*** Opening of QUOTED PASSAGE ***

I see the joy of my dog and she bounds to the water, looks back, as if to invite me in.
When I unfold I hurry into stillness.
When I unfold, I hurry into sweetness.
Sweet stillness remembers me now, knows my name, welcomes me with a warm blanket around the shoulders, a cool drink to touch my lips, a chair to sit while I catch my breath.
And finally I can be tended to, nurtured, and
accept each and all of these gifts in a way I couldn’t before when I didn’t believe rest.
I didn't trust rest.
I didn't like rest.
I couldn’t be with rest.
When I unfold I find myself - but never at first. It's still a process. I have been bound so tight so much of my life, I’d feel tears three weeks down and deep and inside. I’d have to coax them out with songs, with poetry, by picking a fight.
I'd feel like a phantom in my skin, like a sculpture, half-done, messy, half inanimate -hinting at something more/deeper that I couldn’t reach, feel, or form but was trying to create.
Dissociation always felt like numbness but not a benign form. It wasn't neutral. It was like an ear filled with water, making everything muffled, muted, and keeping me off balance. It was hard to notice much of anything else.
It was a way of being the skewed everything. Anxiety was worse. Like a nest of bees let loose under my skin, like a flu I couldn't soothe, medicate, sleep off, or sweat out. It was the ache of unease but also bone-deep pain impossible to massage and impossible to ignore.
For so long it seemed like "it" was just me - all of me:
Who I was
How I was
How I'd always be and feel.
I didn’t know there was another way. I’d read Rilke's words on folding and unfolding, memorized the lines:
"I want to unfold. I don’t want to stay folded anywhere because where I am folded, there I am a lie.” Rainer Maria Rilke
I'd witnessed friends who had meditation, yoga, or other practices and prioritized deep stillness. I trusted the concept but not the process. The process seemed like a country I didn't know how to get to or navigate around.
I didn’t know how to make rest work for my body, in my body, with my body.
I’d stay stuck, rigid, leaning into the rhythm of my mundane routine long long long long long long long long long long long long long after it no longer served me.
I didn’t know how to get free.
I didn’t know how to get free
I didn't know how to get free.
I kept repeating the same old thing I knew.
Now though, today....

*** Close of QUOTED PASSAGE ***

-- QUESTIONS TO ANSWER --
**A.** In the reflection on unfolding and rest, what does the writer say dissociation was like?
**B.** Extend the reflection on unfolding and rest past its final line, "Now though, today....", keeping its first-person voice.

*** Opening of GIVEN ENTRIES ***

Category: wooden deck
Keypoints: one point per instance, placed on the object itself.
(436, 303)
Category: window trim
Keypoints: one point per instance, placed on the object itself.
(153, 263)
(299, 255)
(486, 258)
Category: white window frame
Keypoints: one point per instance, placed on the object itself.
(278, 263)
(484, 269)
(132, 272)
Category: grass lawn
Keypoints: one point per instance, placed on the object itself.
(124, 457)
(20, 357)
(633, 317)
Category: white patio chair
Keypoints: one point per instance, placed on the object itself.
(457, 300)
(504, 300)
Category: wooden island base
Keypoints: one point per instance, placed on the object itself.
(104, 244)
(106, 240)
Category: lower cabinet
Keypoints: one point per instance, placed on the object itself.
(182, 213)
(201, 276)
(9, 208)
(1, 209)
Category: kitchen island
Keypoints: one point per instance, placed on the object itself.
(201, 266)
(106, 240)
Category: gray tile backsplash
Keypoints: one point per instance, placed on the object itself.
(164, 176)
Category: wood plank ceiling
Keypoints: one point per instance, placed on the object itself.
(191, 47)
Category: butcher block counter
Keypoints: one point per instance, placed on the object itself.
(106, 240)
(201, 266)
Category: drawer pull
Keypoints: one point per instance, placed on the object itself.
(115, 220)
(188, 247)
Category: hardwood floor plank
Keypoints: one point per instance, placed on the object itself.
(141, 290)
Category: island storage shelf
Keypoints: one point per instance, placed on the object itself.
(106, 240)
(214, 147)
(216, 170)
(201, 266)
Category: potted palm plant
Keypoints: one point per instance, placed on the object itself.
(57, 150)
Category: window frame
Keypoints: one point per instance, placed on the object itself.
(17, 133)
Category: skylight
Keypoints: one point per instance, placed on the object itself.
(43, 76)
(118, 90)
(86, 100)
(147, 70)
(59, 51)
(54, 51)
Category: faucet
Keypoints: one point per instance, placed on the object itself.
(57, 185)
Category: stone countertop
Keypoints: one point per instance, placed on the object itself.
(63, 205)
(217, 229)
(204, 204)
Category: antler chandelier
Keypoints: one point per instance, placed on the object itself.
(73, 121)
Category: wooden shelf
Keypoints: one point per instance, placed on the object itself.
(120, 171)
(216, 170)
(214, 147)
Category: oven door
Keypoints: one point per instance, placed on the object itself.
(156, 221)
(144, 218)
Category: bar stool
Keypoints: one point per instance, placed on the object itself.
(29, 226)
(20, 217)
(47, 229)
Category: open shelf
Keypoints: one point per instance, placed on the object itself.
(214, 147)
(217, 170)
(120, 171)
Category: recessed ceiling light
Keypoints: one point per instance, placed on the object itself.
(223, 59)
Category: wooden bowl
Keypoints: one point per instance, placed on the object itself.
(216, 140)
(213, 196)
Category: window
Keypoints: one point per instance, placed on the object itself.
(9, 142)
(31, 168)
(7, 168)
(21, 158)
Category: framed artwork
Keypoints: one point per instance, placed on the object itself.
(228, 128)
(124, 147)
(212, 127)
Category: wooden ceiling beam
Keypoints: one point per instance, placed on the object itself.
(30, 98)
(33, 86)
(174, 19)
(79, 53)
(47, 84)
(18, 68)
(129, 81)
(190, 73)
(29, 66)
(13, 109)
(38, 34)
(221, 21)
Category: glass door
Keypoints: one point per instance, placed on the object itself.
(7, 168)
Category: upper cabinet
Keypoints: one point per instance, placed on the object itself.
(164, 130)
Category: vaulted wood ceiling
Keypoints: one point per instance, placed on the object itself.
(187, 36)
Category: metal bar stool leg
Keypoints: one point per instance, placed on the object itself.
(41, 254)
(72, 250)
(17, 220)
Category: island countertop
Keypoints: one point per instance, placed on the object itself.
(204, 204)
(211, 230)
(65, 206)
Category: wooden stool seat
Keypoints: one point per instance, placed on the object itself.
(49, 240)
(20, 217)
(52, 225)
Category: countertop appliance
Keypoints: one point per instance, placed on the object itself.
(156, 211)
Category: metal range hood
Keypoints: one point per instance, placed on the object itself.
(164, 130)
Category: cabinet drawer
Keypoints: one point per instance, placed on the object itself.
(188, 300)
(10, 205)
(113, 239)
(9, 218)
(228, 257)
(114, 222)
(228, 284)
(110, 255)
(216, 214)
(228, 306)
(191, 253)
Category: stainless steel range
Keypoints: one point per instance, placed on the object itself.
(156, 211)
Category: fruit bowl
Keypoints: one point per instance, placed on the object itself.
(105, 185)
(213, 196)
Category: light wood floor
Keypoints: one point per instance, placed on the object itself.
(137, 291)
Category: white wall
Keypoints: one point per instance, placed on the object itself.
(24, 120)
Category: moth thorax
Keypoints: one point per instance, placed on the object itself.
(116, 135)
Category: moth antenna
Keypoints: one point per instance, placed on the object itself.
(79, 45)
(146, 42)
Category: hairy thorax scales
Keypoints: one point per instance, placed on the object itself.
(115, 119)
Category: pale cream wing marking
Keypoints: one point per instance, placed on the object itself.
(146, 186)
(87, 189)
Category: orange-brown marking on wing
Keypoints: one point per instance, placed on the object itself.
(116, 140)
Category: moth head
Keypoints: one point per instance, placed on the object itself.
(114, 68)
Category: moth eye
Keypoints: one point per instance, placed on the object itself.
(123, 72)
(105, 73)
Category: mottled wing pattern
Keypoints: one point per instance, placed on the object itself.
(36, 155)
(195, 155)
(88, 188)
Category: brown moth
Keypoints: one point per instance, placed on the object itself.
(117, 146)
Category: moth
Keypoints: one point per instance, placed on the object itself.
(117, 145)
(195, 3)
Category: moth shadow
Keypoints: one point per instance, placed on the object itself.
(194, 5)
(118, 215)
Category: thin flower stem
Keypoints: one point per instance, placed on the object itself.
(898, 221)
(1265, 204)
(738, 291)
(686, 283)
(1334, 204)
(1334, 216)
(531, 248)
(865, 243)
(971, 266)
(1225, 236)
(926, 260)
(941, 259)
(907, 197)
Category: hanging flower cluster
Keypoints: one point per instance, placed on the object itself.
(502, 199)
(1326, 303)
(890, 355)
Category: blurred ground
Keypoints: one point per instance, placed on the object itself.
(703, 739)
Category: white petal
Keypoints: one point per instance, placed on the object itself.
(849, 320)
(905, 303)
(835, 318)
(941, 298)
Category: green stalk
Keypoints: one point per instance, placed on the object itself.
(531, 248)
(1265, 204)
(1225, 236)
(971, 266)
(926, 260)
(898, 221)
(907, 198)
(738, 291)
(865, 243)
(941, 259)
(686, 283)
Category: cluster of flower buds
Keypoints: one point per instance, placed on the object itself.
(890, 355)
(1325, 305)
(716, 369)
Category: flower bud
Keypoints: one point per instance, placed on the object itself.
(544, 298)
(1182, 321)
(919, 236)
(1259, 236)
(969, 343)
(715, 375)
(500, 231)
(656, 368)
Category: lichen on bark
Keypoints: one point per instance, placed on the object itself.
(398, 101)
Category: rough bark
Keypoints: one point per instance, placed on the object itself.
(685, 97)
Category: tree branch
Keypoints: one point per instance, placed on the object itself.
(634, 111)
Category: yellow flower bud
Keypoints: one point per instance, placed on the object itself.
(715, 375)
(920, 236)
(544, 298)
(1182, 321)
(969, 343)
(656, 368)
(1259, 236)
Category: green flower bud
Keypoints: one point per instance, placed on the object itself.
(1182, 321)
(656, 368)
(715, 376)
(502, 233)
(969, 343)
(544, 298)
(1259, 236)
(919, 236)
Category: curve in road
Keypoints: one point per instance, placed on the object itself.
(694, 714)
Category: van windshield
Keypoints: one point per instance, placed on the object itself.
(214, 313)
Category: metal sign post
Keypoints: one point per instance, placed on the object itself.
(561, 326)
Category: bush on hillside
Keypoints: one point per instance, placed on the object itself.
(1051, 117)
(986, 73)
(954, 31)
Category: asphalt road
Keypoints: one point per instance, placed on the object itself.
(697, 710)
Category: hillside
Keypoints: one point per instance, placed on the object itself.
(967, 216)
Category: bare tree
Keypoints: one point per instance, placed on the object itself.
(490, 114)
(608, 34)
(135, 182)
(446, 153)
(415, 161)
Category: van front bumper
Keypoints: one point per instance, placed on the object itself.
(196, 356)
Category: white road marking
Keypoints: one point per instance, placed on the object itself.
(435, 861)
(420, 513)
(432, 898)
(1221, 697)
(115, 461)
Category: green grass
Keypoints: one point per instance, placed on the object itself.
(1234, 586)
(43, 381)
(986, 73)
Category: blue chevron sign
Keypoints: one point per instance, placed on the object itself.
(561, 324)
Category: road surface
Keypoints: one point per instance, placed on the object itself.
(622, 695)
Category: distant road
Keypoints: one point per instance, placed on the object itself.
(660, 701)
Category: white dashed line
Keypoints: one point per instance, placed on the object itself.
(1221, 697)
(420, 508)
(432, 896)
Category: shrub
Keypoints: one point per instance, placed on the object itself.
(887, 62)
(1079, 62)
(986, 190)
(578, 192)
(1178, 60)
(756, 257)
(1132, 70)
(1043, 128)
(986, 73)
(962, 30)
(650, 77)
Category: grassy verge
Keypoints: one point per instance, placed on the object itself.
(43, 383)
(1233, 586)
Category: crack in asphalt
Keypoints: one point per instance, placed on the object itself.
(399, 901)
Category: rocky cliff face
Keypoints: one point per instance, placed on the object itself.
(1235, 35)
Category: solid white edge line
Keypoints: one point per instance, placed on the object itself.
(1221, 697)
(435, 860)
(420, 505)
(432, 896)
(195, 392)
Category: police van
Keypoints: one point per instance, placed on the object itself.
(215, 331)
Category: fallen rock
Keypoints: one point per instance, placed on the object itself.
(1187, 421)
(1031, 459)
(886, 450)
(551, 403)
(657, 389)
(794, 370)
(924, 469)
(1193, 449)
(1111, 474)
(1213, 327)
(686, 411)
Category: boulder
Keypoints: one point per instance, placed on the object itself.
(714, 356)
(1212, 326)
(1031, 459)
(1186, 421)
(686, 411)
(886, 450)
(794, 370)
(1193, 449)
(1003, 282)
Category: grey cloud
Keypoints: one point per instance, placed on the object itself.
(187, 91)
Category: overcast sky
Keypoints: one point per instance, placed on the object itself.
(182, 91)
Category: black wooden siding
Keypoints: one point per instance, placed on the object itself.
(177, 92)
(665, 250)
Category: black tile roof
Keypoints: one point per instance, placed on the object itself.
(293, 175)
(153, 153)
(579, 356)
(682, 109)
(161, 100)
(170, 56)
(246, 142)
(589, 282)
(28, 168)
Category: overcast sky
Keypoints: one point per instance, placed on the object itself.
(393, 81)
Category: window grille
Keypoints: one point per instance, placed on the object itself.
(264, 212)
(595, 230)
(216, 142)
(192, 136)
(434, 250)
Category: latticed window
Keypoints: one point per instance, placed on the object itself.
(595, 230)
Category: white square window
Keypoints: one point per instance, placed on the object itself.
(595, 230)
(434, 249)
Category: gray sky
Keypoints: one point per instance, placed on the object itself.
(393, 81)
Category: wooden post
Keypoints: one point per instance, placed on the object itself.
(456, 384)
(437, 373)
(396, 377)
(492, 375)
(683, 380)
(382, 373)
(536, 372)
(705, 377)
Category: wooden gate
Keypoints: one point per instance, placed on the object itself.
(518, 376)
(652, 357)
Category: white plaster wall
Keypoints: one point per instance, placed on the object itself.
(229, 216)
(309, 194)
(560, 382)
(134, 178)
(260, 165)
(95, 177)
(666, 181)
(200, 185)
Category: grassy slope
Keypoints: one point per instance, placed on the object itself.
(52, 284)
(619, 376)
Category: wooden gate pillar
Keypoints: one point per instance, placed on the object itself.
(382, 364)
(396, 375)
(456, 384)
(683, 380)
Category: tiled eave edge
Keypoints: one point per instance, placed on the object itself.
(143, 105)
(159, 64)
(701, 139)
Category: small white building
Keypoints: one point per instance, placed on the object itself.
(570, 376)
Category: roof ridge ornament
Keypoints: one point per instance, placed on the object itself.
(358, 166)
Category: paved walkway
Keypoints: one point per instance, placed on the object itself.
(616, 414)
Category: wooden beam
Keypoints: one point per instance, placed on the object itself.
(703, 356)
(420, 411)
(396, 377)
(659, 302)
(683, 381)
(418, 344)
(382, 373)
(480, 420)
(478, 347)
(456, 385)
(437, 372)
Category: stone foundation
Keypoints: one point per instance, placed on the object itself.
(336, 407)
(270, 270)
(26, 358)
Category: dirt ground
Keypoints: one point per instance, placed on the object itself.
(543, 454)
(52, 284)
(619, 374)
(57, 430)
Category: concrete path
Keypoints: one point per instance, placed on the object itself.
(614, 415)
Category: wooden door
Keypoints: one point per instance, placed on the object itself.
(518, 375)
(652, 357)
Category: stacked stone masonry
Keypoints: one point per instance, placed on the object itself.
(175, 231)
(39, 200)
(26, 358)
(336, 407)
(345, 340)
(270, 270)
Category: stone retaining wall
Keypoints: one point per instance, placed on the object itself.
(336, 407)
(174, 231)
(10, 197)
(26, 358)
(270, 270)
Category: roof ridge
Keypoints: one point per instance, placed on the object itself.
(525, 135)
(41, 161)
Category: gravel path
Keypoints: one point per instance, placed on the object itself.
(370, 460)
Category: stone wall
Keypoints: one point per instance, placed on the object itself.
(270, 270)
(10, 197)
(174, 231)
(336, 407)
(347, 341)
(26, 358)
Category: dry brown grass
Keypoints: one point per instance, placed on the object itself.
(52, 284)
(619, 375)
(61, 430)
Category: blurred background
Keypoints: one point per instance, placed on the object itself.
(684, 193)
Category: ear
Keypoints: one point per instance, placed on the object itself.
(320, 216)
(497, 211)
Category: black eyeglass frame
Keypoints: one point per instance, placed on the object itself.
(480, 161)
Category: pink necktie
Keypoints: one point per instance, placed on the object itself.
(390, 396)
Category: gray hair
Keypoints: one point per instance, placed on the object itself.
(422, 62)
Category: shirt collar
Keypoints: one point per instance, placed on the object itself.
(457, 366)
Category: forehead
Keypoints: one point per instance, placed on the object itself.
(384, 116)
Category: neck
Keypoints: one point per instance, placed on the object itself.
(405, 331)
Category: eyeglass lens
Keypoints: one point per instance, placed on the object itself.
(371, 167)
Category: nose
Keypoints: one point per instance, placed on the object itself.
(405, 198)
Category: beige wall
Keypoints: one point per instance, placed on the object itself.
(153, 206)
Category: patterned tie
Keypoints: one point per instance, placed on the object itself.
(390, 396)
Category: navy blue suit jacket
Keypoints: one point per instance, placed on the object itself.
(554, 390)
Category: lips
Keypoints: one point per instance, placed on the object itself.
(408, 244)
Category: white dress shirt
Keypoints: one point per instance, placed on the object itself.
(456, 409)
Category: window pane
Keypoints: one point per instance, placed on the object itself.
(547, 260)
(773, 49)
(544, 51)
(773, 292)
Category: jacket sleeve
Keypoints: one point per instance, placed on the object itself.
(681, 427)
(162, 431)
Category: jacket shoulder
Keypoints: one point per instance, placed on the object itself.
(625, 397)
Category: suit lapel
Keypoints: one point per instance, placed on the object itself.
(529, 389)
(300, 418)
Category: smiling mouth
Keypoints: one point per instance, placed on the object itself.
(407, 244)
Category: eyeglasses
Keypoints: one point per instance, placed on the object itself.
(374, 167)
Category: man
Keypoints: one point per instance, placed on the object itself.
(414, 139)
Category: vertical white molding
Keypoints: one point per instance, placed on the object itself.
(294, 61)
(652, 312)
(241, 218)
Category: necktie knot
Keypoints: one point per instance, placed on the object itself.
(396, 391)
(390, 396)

*** Close of GIVEN ENTRIES ***

-- ANSWERS BY TASK --
**A.** It was like an ear filled with water, making everything muffled and muted and keeping the writer off balance.

**B.**
Sometimes I cry in the same day or week or minute I feel or experience something. Now, sometimes tears sneak up on me. And now that tears are welcome I’m so much less sad. Now that anxiety is not forbidden it seems to have disappeared.
It feels like magic.
It feels like luck.
It feels like a blessing.
Sometimes I'm still suspicious, superstitious, knocking twice on wood as if peace is a check I should hold on to rather than cash in case I need it more later. Sometimes, I still fear it will go away, disappear, and I’ll go back to how I was in crisis, in survival mode.
Sometimes, for a short time, I forget it is abundance, a renewable source of respite.
Sometimes I forget who I am now.
How I now am - SAFE.
There's no need to be defended or afraid of my own sensations.
Concepts turned to process, then practice, then a repeated experience I can recall, remember, and repeat.
I'm secure in my own skin, safe in my own being.
I rest into unfolding.
I fold into rest.
I fold into my own skin and bones and soul.
I fold into myself.
It is familiar now.
I am at home.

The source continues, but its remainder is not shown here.